Document segment |
....

Re: Glossary terms: questions

Murray-Rust Dr P (pmr1716@ggr.co.uk)
Tue, 9 May 1995 13:07:46 +0100 (BST)

Hi everyone,
Thanks very much for continuing to contribute materials to the
glossaries. Meanwhile I have been developing the next stage of the
technology and I'd be very happy for comments.

Namespace
---------
This is the single - perhaps the only - thing that really
matters. Get this right, and the rest will follow. So ...
In principle the HG concept can cover any subject you can think
of and we should plan for this. I've been thrashing around and feel that
the best way - at present - is not to try to emulate Dewey or UDC or
Library of Congress since that requires a lot of knowledge and we would
end up with a deep hierarchy most of which was unpopulated. But, for
example, I saw a book in our library which shows the possible scale -
this was on 'Acronyms in chemical spectroscopy' - SpringerVerlag I think
and about 200+ pages at about 1-2 terms /page. Most of these were things
like NMR pulse sequences, etc, but each had the algorithms, etc. Exactly
what a hyperglossaey addresses supremely well. Quite a lot of internal
x-refs. So do we try to classify it as
/sci/chemistry/analytical/spectroscopy
or whatever, or just go for: chemistry/spectroscopy and when anoth comes
alongs call it spectroscopy_1, etc. I favour the latter - i.e. see what
we get.

....

Data shown |
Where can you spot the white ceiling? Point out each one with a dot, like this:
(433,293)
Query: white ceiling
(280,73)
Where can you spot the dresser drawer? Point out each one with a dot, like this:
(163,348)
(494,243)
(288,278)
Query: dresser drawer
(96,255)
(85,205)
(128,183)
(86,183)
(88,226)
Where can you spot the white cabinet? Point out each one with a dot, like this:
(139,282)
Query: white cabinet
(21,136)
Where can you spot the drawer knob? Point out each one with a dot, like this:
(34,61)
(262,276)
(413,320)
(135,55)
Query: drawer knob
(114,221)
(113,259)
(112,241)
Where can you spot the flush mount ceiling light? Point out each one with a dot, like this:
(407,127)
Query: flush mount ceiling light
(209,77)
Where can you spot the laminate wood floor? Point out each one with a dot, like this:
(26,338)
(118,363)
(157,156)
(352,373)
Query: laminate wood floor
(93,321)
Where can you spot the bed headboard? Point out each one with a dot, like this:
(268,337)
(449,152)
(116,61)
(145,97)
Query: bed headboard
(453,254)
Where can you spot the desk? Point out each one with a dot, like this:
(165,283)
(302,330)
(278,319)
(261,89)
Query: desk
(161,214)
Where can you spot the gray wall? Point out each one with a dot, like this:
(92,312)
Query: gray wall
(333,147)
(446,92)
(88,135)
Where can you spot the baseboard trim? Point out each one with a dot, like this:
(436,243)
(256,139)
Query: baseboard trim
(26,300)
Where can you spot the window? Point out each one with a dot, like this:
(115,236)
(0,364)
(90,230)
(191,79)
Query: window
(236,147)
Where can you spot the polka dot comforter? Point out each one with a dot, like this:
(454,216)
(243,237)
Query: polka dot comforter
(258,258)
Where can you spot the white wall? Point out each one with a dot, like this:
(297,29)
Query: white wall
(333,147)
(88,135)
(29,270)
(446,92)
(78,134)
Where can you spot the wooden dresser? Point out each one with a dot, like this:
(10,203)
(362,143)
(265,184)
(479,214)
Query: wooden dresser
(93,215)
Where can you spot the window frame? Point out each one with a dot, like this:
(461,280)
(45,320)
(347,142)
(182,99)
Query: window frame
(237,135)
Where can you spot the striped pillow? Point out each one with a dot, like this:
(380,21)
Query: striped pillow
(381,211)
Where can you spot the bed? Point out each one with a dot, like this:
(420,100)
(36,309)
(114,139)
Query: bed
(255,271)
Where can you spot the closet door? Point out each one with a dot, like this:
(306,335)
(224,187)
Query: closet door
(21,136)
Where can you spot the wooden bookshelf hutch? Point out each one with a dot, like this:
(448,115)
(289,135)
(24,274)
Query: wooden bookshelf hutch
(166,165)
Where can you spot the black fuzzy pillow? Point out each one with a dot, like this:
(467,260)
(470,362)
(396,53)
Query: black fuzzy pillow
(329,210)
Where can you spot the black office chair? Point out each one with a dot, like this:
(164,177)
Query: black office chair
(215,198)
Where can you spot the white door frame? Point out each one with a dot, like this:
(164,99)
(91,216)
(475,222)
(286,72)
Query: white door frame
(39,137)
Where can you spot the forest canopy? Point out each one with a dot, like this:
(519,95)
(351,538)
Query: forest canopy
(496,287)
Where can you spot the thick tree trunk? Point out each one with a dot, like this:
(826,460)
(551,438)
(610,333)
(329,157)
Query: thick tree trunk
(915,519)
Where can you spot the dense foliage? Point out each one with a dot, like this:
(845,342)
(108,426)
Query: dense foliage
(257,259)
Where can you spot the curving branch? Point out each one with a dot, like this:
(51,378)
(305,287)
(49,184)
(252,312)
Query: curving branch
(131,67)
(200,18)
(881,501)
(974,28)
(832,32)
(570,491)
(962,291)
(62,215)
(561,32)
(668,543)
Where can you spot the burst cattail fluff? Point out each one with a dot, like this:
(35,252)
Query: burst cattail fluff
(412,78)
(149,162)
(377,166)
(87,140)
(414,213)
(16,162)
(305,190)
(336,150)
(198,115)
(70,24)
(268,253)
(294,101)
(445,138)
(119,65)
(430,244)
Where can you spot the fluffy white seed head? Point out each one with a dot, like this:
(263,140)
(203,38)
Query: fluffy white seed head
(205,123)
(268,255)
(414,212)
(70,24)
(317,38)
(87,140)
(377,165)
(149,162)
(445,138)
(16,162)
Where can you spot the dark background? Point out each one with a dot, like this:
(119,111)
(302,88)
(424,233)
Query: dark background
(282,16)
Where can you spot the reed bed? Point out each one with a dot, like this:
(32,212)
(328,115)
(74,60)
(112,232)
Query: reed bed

....

Task to carry out | Retype the entire mailing-list message about glossary namespaces, with every line and character unchanged.

Result below |
Re: Glossary terms: questions

Murray-Rust Dr P (pmr1716@ggr.co.uk)
Tue, 9 May 1995 13:07:46 +0100 (BST)

Hi everyone,
Thanks very much for continuing to contribute materials to the
glossaries. Meanwhile I have been developing the next stage of the
technology and I'd be very happy for comments.

Namespace
---------
This is the single - perhaps the only - thing that really
matters. Get this right, and the rest will follow. So ...
In principle the HG concept can cover any subject you can think
of and we should plan for this. I've been thrashing around and feel that
the best way - at present - is not to try to emulate Dewey or UDC or
Library of Congress since that requires a lot of knowledge and we would
end up with a deep hierarchy most of which was unpopulated. But, for
example, I saw a book in our library which shows the possible scale -
this was on 'Acronyms in chemical spectroscopy' - SpringerVerlag I think
and about 200+ pages at about 1-2 terms /page. Most of these were things
like NMR pulse sequences, etc, but each had the algorithms, etc. Exactly
what a hyperglossaey addresses supremely well. Quite a lot of internal
x-refs. So do we try to classify it as
/sci/chemistry/analytical/spectroscopy
or whatever, or just go for: chemistry/spectroscopy and when anoth comes
alongs call it spectroscopy_1, etc. I favour the latter - i.e. see what
we get.